- _DOCUMENT SECTION_:
_____
Mol Bio Techniques

Light Microscopy

Uses wavelength to pick up Prokaryotic Cells and Eukaryotic Cell structures

Fluorescent Microscopy

Uses Flourophores that Quantum jumps to reflect a lower energy photon after exposed to light. It gives rough locations of protein/structures

FRET

It uses two Flourophores, one donor that donates photon to the receptor fluorophore. If the Acceptor is near the donor, it will send a lower energy photon back to the donor and it’s reflected. It is used to look at if there is INTERACTIONS between proteins or components of a large protein.

Cryo-EM

Uses electron particle-wave duality to shoot an electron beam at a frozen solution with protein. The light produces a bunch of shadows that are pieced together. It is used to determine secondary and tertiary structures of proteins or macromolecules.

X-Ray Crystallography

Crystallize proteins all in same orientation. Shines a x-ray beam through it and the diffractions determine protein structure. it is used to determine Primary and Secondary Protein structures.

NMR

Odd isotopes have a funky spin and when you use a radio wave to bounce it’s electron off a magnet, it will release a signal when getting back on the magnet. It is used to look at the dynamics/native state of small protein structures.
_____
- _Data entries_:
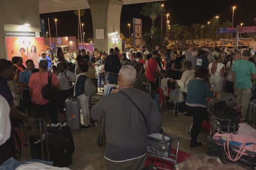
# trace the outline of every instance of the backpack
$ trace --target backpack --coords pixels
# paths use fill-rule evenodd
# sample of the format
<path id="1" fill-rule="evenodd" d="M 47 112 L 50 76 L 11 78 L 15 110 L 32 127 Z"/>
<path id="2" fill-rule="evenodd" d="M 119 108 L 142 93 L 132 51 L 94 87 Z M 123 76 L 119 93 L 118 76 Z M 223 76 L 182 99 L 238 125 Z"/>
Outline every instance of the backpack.
<path id="1" fill-rule="evenodd" d="M 84 83 L 84 94 L 86 96 L 95 96 L 97 93 L 94 83 L 86 76 L 85 77 L 86 79 Z"/>
<path id="2" fill-rule="evenodd" d="M 52 73 L 49 72 L 48 84 L 43 87 L 41 91 L 43 98 L 50 102 L 57 100 L 60 95 L 59 90 L 55 87 L 52 85 Z"/>

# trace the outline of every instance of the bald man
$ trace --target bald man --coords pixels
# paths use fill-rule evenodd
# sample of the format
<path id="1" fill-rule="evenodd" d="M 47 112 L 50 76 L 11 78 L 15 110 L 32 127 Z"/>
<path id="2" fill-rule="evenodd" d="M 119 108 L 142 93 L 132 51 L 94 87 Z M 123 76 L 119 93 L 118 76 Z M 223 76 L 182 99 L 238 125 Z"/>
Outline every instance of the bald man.
<path id="1" fill-rule="evenodd" d="M 106 170 L 138 169 L 145 156 L 147 135 L 162 127 L 156 105 L 148 94 L 133 88 L 136 80 L 134 68 L 123 66 L 119 90 L 105 96 L 91 110 L 93 119 L 105 118 Z"/>

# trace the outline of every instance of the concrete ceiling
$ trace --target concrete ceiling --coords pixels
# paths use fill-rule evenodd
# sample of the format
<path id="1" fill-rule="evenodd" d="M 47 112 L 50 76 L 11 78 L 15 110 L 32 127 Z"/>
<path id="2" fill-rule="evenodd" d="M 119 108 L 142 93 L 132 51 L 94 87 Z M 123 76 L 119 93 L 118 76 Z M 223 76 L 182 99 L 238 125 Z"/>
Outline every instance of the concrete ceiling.
<path id="1" fill-rule="evenodd" d="M 123 5 L 165 0 L 122 0 Z M 87 0 L 39 0 L 40 14 L 89 8 Z"/>

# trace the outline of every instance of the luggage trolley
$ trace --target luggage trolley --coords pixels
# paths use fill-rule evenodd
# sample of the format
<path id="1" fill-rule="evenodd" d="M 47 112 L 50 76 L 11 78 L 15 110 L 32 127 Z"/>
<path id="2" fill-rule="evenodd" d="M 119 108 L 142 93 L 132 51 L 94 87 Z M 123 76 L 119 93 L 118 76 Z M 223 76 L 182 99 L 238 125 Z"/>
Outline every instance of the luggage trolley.
<path id="1" fill-rule="evenodd" d="M 158 168 L 157 169 L 168 170 L 165 166 L 165 164 L 167 163 L 172 163 L 175 167 L 177 164 L 177 161 L 180 142 L 178 137 L 172 138 L 165 133 L 157 133 L 148 136 L 148 153 L 146 154 L 144 163 L 142 166 L 144 166 L 148 159 L 151 158 L 163 161 L 161 167 L 159 167 L 160 165 L 156 167 Z M 153 161 L 151 162 L 151 164 L 152 162 Z M 143 167 L 141 167 L 140 169 L 142 168 Z"/>
<path id="2" fill-rule="evenodd" d="M 30 137 L 36 136 L 38 140 L 34 142 L 36 144 L 41 143 L 41 150 L 38 150 L 37 153 L 41 155 L 41 159 L 43 161 L 50 161 L 50 154 L 49 153 L 48 136 L 47 133 L 47 126 L 45 121 L 43 118 L 38 118 L 32 123 L 32 125 L 21 125 L 20 129 L 21 130 L 21 134 L 26 134 L 28 140 L 29 150 L 30 158 L 33 159 L 33 155 L 35 153 L 32 153 L 31 146 L 30 144 Z M 22 140 L 21 140 L 22 143 Z M 23 144 L 22 146 L 22 156 L 23 155 Z"/>
<path id="3" fill-rule="evenodd" d="M 98 146 L 101 146 L 104 144 L 106 142 L 105 118 L 98 121 L 98 126 L 99 127 L 99 135 L 97 137 L 96 143 Z"/>
<path id="4" fill-rule="evenodd" d="M 173 109 L 173 116 L 177 116 L 179 113 L 179 94 L 180 92 L 179 86 L 178 85 L 178 84 L 175 82 L 172 85 L 170 86 L 169 87 L 171 88 L 170 93 L 172 93 L 172 91 L 175 91 L 174 93 L 174 99 L 170 98 L 169 100 L 167 100 L 166 96 L 164 96 L 163 102 L 164 102 L 165 108 Z M 160 105 L 162 105 L 162 104 L 160 103 Z"/>

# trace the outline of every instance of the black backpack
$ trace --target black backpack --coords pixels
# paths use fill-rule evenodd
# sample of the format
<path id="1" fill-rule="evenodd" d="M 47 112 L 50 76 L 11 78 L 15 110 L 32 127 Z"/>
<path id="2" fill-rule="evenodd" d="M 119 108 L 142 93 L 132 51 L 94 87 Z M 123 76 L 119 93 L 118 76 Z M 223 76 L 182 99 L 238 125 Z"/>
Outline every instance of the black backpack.
<path id="1" fill-rule="evenodd" d="M 43 87 L 41 92 L 43 98 L 50 102 L 57 100 L 60 95 L 59 91 L 55 87 L 52 85 L 52 73 L 49 72 L 48 84 Z"/>
<path id="2" fill-rule="evenodd" d="M 225 102 L 220 102 L 214 105 L 213 109 L 215 114 L 219 119 L 232 120 L 230 124 L 230 132 L 232 133 L 234 131 L 234 123 L 235 125 L 236 131 L 238 130 L 239 121 L 238 116 L 239 115 L 237 115 L 236 113 L 236 110 L 228 107 Z M 221 130 L 227 132 L 229 125 L 228 121 L 219 121 L 219 122 L 221 126 L 222 127 L 221 129 Z"/>

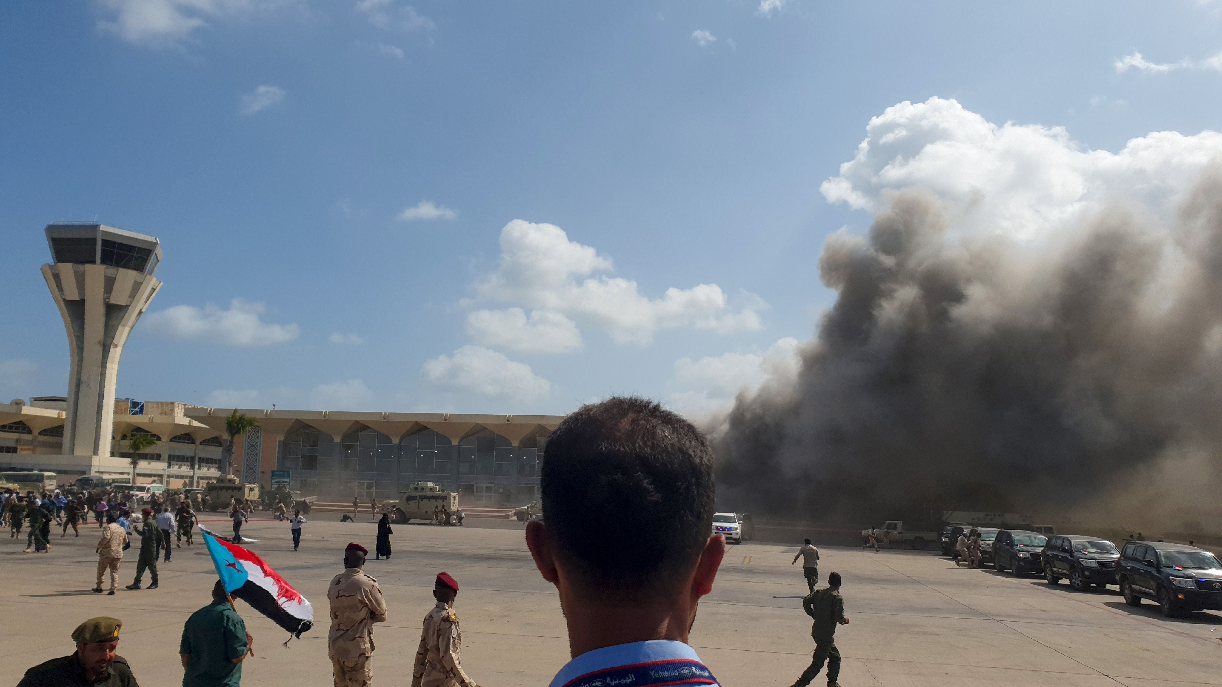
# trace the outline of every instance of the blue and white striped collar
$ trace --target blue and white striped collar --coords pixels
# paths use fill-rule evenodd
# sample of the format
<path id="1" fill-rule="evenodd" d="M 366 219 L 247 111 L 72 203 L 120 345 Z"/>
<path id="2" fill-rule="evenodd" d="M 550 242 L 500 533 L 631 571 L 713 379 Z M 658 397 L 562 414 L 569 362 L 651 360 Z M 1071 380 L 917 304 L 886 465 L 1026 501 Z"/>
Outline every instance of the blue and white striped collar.
<path id="1" fill-rule="evenodd" d="M 560 669 L 547 687 L 563 687 L 569 681 L 609 667 L 666 660 L 700 661 L 692 647 L 673 639 L 650 639 L 593 649 Z"/>

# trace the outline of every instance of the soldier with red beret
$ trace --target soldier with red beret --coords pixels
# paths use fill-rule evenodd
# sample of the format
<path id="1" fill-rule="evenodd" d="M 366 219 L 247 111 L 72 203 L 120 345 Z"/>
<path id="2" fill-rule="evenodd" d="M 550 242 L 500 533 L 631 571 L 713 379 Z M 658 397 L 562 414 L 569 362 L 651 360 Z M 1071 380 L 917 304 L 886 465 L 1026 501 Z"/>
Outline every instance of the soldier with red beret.
<path id="1" fill-rule="evenodd" d="M 374 627 L 386 622 L 386 601 L 378 581 L 360 568 L 369 550 L 360 544 L 343 549 L 343 572 L 331 579 L 331 630 L 326 648 L 336 687 L 367 687 L 373 682 Z"/>
<path id="2" fill-rule="evenodd" d="M 437 605 L 424 616 L 420 648 L 415 650 L 415 666 L 412 669 L 412 687 L 478 687 L 463 672 L 458 659 L 462 633 L 453 610 L 456 597 L 458 583 L 448 573 L 439 573 L 433 584 L 433 598 Z"/>

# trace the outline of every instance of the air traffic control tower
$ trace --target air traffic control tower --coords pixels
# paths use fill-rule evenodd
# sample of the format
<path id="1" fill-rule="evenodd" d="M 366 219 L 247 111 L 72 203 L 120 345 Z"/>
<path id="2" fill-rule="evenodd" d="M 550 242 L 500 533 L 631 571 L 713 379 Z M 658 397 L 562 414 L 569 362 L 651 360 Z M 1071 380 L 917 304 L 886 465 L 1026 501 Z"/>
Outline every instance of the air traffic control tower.
<path id="1" fill-rule="evenodd" d="M 46 225 L 53 264 L 43 277 L 64 317 L 72 369 L 64 454 L 89 456 L 93 472 L 110 457 L 119 356 L 161 282 L 153 270 L 161 243 L 101 224 Z"/>

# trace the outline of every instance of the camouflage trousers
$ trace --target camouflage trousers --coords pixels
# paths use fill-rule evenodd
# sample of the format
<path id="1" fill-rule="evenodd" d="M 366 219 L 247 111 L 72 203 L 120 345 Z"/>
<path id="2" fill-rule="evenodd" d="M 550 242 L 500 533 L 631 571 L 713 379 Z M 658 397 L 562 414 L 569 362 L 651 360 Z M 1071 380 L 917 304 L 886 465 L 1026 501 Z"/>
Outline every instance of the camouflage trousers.
<path id="1" fill-rule="evenodd" d="M 335 687 L 369 687 L 374 682 L 373 656 L 360 654 L 352 659 L 331 656 L 335 671 Z"/>
<path id="2" fill-rule="evenodd" d="M 119 564 L 123 562 L 123 559 L 108 556 L 105 554 L 98 555 L 98 584 L 94 586 L 95 589 L 101 589 L 101 578 L 110 570 L 110 590 L 114 592 L 119 587 Z"/>

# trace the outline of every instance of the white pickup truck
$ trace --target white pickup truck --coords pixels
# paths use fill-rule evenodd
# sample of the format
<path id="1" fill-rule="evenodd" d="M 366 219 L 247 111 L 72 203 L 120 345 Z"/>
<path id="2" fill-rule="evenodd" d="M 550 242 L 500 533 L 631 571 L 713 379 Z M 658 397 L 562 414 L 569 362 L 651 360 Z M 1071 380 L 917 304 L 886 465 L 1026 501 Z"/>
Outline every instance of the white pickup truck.
<path id="1" fill-rule="evenodd" d="M 879 544 L 884 542 L 890 544 L 907 543 L 909 546 L 916 550 L 921 550 L 930 543 L 937 542 L 937 532 L 908 532 L 904 529 L 904 522 L 902 520 L 888 520 L 882 523 L 882 527 L 876 528 L 879 533 Z M 870 543 L 870 529 L 862 531 L 862 544 Z"/>

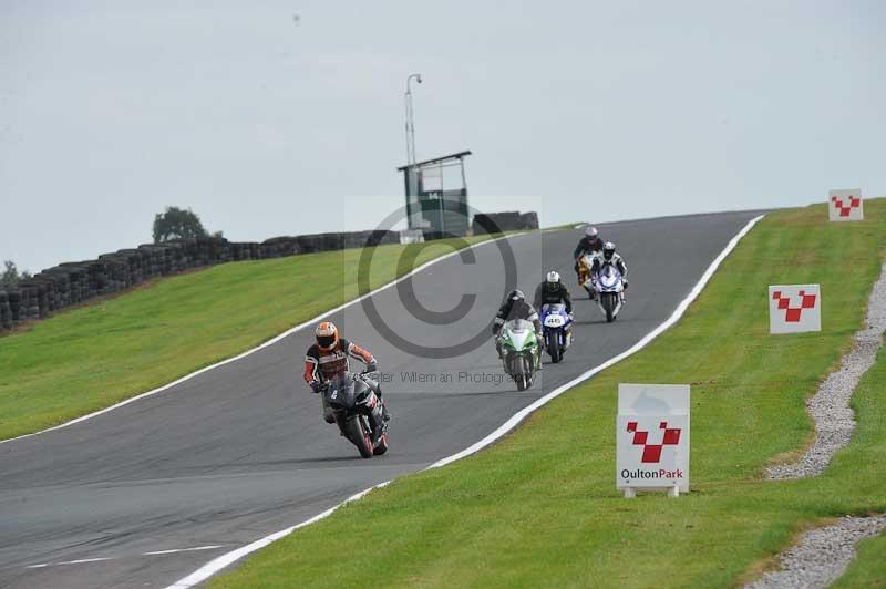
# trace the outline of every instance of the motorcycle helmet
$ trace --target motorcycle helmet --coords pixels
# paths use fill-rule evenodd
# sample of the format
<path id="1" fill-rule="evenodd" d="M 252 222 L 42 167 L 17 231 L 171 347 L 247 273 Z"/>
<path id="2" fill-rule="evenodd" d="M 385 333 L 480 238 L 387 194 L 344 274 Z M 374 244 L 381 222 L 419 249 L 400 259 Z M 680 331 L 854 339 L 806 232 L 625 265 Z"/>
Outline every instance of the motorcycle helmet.
<path id="1" fill-rule="evenodd" d="M 606 261 L 610 261 L 612 256 L 616 254 L 616 245 L 611 241 L 607 241 L 602 245 L 602 259 Z"/>
<path id="2" fill-rule="evenodd" d="M 323 321 L 313 332 L 321 352 L 330 352 L 339 343 L 339 329 L 331 321 Z"/>
<path id="3" fill-rule="evenodd" d="M 526 296 L 523 293 L 522 290 L 512 290 L 511 293 L 507 296 L 507 300 L 517 302 L 526 300 Z"/>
_____
- _WHAT THE EXERCISE ASKS_: Please transcribe the part of the molecular biology techniques notes above that opens with the words containing "Uses wavelength to" and closes with "a large protein.".

- _ANSWER SECTION_:
Uses wavelength to pick up Prokaryotic Cells and Eukaryotic Cell structures

Fluorescent Microscopy

Uses Flourophores that Quantum jumps to reflect a lower energy photon after exposed to light. It gives rough locations of protein/structures

FRET

It uses two Flourophores, one donor that donates photon to the receptor fluorophore. If the Acceptor is near the donor, it will send a lower energy photon back to the donor and it’s reflected. It is used to look at if there is INTERACTIONS between proteins or components of a large protein.